» **ACTION ITEM A**: Using the article on Covid-19 measures, explain in one to three sentences what use the study's results could have.
» **ACTION ITEM B**: Write the next part of the article on Covid-19 measures, starting after its last sentence.

» **SUPPLIED TEXT**:

Covid-19 measures: How strict do they need to be?
Study on the effectiveness of restrictions takes citizens’ behavioral changes into account
After about three years of the Covid-19 pandemic, policy makers and citizens alike are still struggling to find the best way to deal with the virus. Measures need to be effective, but also socially acceptable. A study conducted at the Max Planck Institute for Human Development examined the effectiveness of early Covid-19 measures such as lockdowns and other non-pharmaceutical interventions. The results, published in BMC Public Health, can shed light on the right balance of measures for dealing with future pandemics, particularly in the crucial initial phase before vaccines are developed.

» **SUPPLIED INFORMATION**:
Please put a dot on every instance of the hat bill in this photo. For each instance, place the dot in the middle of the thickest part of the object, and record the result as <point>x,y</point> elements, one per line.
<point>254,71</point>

» **EXERCISE ANSWER A**: The results can help find the right balance of measures for dealing with future pandemics. They are especially useful for the crucial initial phase, before vaccines are developed. Such measures need to be effective but also socially acceptable.

» **EXERCISE ANSWER B**:
“Pan metron ariston”—everything in moderation: Author Leonidas Spiliopoulos of the Max Planck Institute for Human Development uses this Greek phrase in the title of his current study. Spiliopoulos examined the effectiveness of lockdowns and other non-pharmaceutical interventions (NPIs) in curbing the spread of Covid-19 and limiting the number of deaths. The study uncovers two important factors that can positively influence pandemic dynamics. The first is the voluntary behavioral changes that people make in response to both their personal assessment of the pandemic’s severity and the signaling effect of political decisions. The second is the impressive success of extensive testing policies, which significantly reduced Covid-19 case and death growth rates without the negative social impact associated with many NPIs.
Spiliopoulos analyzed data from 132 countries collected between February 15, 2020 and April 14, 2021. The dataset includes information on confirmed cases and deaths, mobility data, testing rates, and the Covid-19 Stringency Index. This index, developed by Oxford University, gauges the stringency of various NPIs—including school closures, stay-at-home mandates, cancellation or restriction of public events, international travel restrictions, and information campaigns—on a single measure to allow for easier comparisons across countries. The scale ranges from 0 (no restrictions at all) to 100 (the most extreme restrictions).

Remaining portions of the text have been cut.